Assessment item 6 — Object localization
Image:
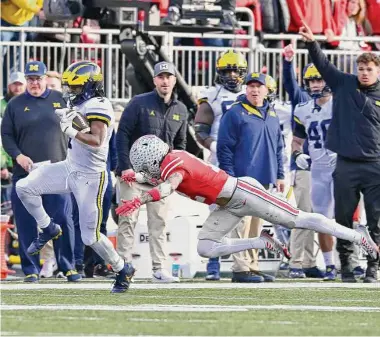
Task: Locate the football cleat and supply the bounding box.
[356,225,379,260]
[66,270,82,282]
[27,221,62,255]
[260,229,291,259]
[24,274,38,283]
[152,269,180,283]
[111,263,136,293]
[323,265,337,281]
[206,257,220,281]
[40,257,58,278]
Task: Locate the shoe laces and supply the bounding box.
[361,235,375,255]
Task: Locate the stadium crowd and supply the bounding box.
[0,0,380,283]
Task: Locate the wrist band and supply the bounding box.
[292,150,303,160]
[147,188,161,201]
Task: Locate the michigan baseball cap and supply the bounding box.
[9,71,26,84]
[245,73,266,85]
[25,61,47,76]
[154,61,175,77]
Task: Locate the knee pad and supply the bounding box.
[197,240,215,258]
[81,232,97,246]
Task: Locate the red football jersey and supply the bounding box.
[160,150,228,205]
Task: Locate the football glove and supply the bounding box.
[116,197,141,216]
[55,108,77,122]
[296,153,310,170]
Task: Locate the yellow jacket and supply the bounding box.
[1,0,44,26]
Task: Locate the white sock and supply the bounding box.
[90,233,124,273]
[197,237,265,257]
[322,251,334,267]
[295,211,362,244]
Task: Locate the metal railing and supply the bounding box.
[0,19,380,102]
[0,8,255,102]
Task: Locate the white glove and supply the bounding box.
[55,108,77,122]
[60,119,79,139]
[296,153,310,170]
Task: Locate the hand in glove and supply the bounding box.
[294,152,310,170]
[116,197,141,216]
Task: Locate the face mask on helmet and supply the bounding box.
[303,64,331,99]
[265,75,277,103]
[216,50,248,92]
[129,135,169,179]
[62,61,104,105]
[218,69,247,92]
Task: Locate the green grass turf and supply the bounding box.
[1,288,380,336]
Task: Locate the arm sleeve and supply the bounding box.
[293,115,307,139]
[1,104,21,159]
[283,58,310,109]
[306,41,351,91]
[116,99,138,174]
[277,126,285,179]
[173,116,187,150]
[216,110,240,177]
[109,131,117,171]
[10,0,42,14]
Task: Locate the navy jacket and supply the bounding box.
[1,90,68,177]
[306,41,380,161]
[116,90,188,175]
[282,58,311,170]
[217,98,284,185]
[107,130,117,172]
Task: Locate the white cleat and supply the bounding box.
[152,269,179,283]
[40,257,58,278]
[356,225,379,260]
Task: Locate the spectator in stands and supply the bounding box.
[365,0,380,50]
[217,73,285,282]
[116,62,188,283]
[163,0,239,30]
[0,71,26,118]
[260,0,290,48]
[300,19,380,283]
[287,0,333,45]
[46,71,62,91]
[325,0,370,73]
[0,0,43,95]
[1,61,80,282]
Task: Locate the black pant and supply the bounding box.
[169,0,236,12]
[333,156,380,268]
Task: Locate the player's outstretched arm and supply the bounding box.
[75,121,107,147]
[116,172,183,216]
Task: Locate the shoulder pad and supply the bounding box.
[198,87,218,103]
[79,97,114,125]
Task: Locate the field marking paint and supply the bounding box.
[1,304,380,312]
[0,282,380,290]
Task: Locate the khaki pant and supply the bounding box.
[116,178,170,271]
[289,171,316,269]
[231,216,262,272]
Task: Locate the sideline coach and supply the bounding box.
[116,62,187,283]
[300,23,380,283]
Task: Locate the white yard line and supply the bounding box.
[1,304,380,312]
[0,282,380,290]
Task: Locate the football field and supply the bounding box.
[1,279,380,336]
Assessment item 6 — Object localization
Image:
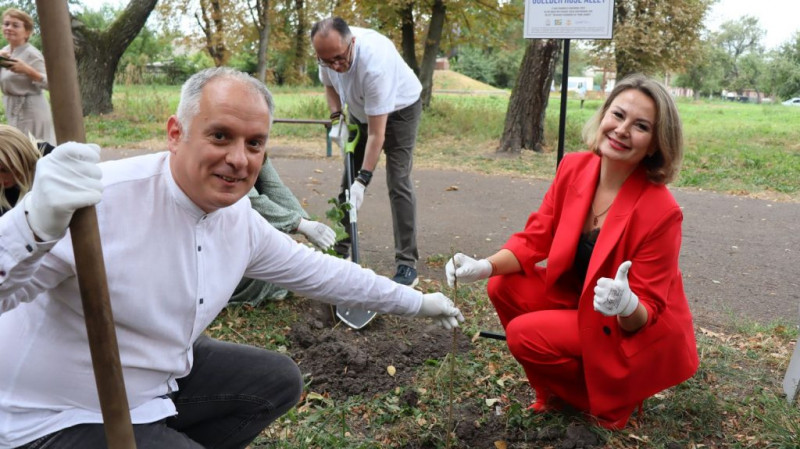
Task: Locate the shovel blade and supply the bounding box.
[336,306,378,330]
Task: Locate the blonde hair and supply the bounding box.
[583,73,683,184]
[3,8,33,42]
[0,125,42,211]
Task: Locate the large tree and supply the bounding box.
[497,39,561,153]
[72,0,157,115]
[594,0,716,79]
[713,16,766,94]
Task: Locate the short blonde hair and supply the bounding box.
[0,125,41,211]
[3,8,33,40]
[583,73,683,184]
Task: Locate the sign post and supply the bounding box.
[523,0,614,166]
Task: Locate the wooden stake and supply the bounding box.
[36,0,136,449]
[444,248,458,449]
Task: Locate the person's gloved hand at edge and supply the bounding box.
[416,293,464,329]
[22,142,103,241]
[444,253,492,287]
[594,260,639,318]
[297,218,336,251]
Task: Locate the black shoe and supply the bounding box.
[392,265,419,287]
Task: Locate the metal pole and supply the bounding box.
[36,0,136,449]
[556,39,569,168]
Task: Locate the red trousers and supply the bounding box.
[488,269,635,428]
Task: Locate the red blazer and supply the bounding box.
[504,153,698,416]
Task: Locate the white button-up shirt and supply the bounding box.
[0,153,422,448]
[319,27,422,123]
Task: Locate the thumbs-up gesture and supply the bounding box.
[594,260,639,317]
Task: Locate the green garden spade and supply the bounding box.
[336,125,377,329]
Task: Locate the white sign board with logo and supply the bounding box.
[524,0,614,39]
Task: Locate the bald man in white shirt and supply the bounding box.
[0,67,463,449]
[311,17,422,287]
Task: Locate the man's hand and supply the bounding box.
[350,181,366,210]
[22,142,103,241]
[417,293,464,329]
[328,118,349,151]
[444,253,492,287]
[297,218,336,251]
[594,260,639,317]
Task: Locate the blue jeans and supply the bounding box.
[22,336,303,449]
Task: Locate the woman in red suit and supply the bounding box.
[446,75,698,429]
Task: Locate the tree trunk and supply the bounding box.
[497,39,561,153]
[419,0,447,108]
[398,1,419,76]
[72,0,157,115]
[253,0,269,82]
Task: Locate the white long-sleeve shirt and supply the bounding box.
[0,153,422,448]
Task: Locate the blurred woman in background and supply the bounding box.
[0,125,41,215]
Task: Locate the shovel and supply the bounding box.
[336,124,378,330]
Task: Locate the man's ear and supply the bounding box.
[167,115,183,153]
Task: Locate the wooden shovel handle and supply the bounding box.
[36,0,136,449]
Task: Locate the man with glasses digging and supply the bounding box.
[311,17,422,287]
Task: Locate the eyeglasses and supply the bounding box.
[317,39,353,69]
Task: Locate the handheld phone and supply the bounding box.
[0,56,17,68]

**What you need to do:**
Extract every line of the entries above verbatim, from the first to the last, and leave the pictures out.

**Full response:**
Assessment item 6 — Object localization
Image:
Task: Locate the football cleat and supply the bounding box.
[356,225,379,260]
[66,270,82,282]
[27,221,62,255]
[260,229,291,259]
[24,274,38,283]
[152,269,180,283]
[111,263,136,293]
[323,265,337,281]
[206,257,220,281]
[40,257,58,278]
Task: Locate the shoe laces and supply the bounding box.
[361,235,375,255]
Task: Locate the stadium crowd and supply the bounding box.
[0,0,380,283]
Task: Locate the wrist band and supply the bounding box.
[292,150,303,160]
[147,188,161,201]
Task: Locate the michigan baseball cap and supply the bounding box.
[9,71,26,84]
[245,73,266,85]
[25,61,47,76]
[154,61,175,77]
Task: Locate the knee pad and supply the bounding box.
[197,240,215,258]
[81,232,97,246]
Task: Locate the red football jersey and supply the bounding box.
[160,150,228,205]
Task: Locate the football glove and supply the bounding box.
[116,197,141,216]
[55,108,77,122]
[296,153,310,170]
Task: Locate the yellow jacket and supply the bounding box.
[1,0,44,26]
Task: Locate the white sock and supply the bounding box.
[90,233,124,273]
[197,237,265,257]
[322,251,334,267]
[295,211,362,244]
Task: Locate the metal railing and supply the bounding box.
[0,19,380,102]
[0,8,255,102]
Task: Locate the white glove and supply the bounding box.
[55,108,77,122]
[60,119,79,139]
[296,153,310,170]
Task: Locate the hand in glove and supply the bounding box.
[294,152,310,170]
[116,197,141,216]
Task: Locate the face mask on helmet and supply the bounding box.
[303,64,331,99]
[265,75,277,103]
[216,50,248,92]
[129,135,169,179]
[62,61,104,105]
[218,69,247,92]
Task: Locate the green grass turf and supply the bounding box.
[1,288,380,336]
Task: Locate the arm sleeve and supply the bounding box.
[293,115,307,139]
[1,104,21,159]
[283,58,310,109]
[306,41,351,91]
[116,99,138,174]
[277,126,285,179]
[173,116,187,150]
[216,110,240,177]
[109,131,117,171]
[10,0,42,14]
Task: Locate the navy jacket and supply the bounding box.
[1,90,68,177]
[306,41,380,161]
[116,90,188,175]
[282,58,311,170]
[217,98,284,185]
[107,130,117,172]
Task: Locate the white cleat and supply the bounding box.
[152,269,179,283]
[40,257,58,278]
[356,225,379,260]
Task: Locate the spectator in stands and supply the bounding box.
[365,0,380,50]
[217,73,285,282]
[116,62,188,283]
[163,0,239,30]
[0,71,26,118]
[260,0,290,48]
[300,19,380,283]
[287,0,333,45]
[46,71,62,91]
[325,0,370,73]
[0,0,43,95]
[1,61,80,282]
Task: Locate the black pant and supply the bounding box.
[169,0,236,12]
[333,156,380,268]
Task: Locate the player's outstretched arm and supply the bounding box.
[75,121,107,147]
[116,172,183,216]
Task: Locate the shoulder pad and supply the bounding box.
[198,87,218,103]
[79,97,114,125]
Task: Locate the field marking paint and supply the bounding box.
[1,304,380,312]
[0,282,380,290]
Task: Locate the khaki pant and supply the bounding box.
[116,178,170,271]
[289,171,316,269]
[231,216,262,272]
Task: Locate the sideline coach and supply the bounding box.
[116,62,187,283]
[300,23,380,283]
Task: Locate the white yard line and supply the bounding box.
[1,304,380,312]
[0,282,380,290]
Task: Locate the football field and supply the bounding box.
[1,279,380,336]
Assessment item 6 — Object localization
Image:
Task: Locate the shovel blade and supply the bounding box.
[336,306,378,330]
Task: Locate the blonde hair and supply the bounding box.
[583,73,683,184]
[3,8,33,42]
[0,125,42,211]
Task: Locate the large tree and supply the bounding box.
[497,39,561,153]
[72,0,157,115]
[594,0,716,79]
[713,16,766,94]
Task: Locate the short blonde hair and supply the bounding box.
[0,125,41,211]
[3,8,33,40]
[583,73,683,184]
Task: Locate the sign post and supply the bounding box.
[523,0,614,166]
Task: Locate the wooden stake and supply the bounding box.
[36,0,136,449]
[444,248,458,449]
Task: Locate the person's gloved hand at edge and supply the bounding box.
[416,293,464,329]
[22,142,103,241]
[444,253,492,287]
[594,260,639,318]
[297,218,336,251]
Task: Locate the black shoe and supply the bounding box.
[392,265,419,287]
Task: Locate the metal pole and supply the bounding box.
[36,0,136,449]
[556,39,569,168]
Task: Locate the red trousers and supply the bounding box.
[488,269,635,428]
Task: Locate the red blazer and supply the bounding box.
[504,153,698,416]
Task: Locate the white button-up shirt and supply the bounding box.
[0,153,422,448]
[319,27,422,123]
Task: Locate the thumbs-up gesture and supply the bounding box.
[594,260,639,317]
Task: Locate the green garden spade and supply the bounding box.
[336,125,377,329]
Task: Locate the white sign board with logo and supply the bounding box.
[524,0,614,39]
Task: Locate the bald man in white shirt and supply the bounding box.
[0,67,463,449]
[311,17,422,287]
Task: Locate the man's hand and supply the bounding box.
[350,181,366,210]
[22,142,103,241]
[417,293,464,329]
[328,118,349,151]
[444,253,492,287]
[297,218,336,251]
[594,260,639,317]
Task: Locate the blue jeans and supply the bounding box.
[22,336,303,449]
Task: Locate the woman in red suit and supply the bounding box.
[446,75,698,429]
Task: Locate the tree trunk and supply the bounding box.
[497,39,561,153]
[419,0,447,108]
[398,1,419,76]
[72,0,157,115]
[253,0,269,82]
Task: Locate the white long-sleeve shirt and supply the bounding box.
[0,153,422,448]
Task: Locate the blurred woman in background and supply the bounding box.
[0,125,41,215]
Task: Locate the shovel and supply the bounding box.
[336,124,378,330]
Task: Locate the man's ear and supply the bounding box.
[167,115,183,153]
Task: Locate the wooden shovel handle and supply the bounding box.
[36,0,136,449]
Task: Locate the man with glasses digging and supply the bounding box.
[311,17,422,287]
Task: Locate the eyeglasses and supply the bounding box.
[317,39,353,69]
Task: Locate the handheld phone and supply the bounding box.
[0,56,17,68]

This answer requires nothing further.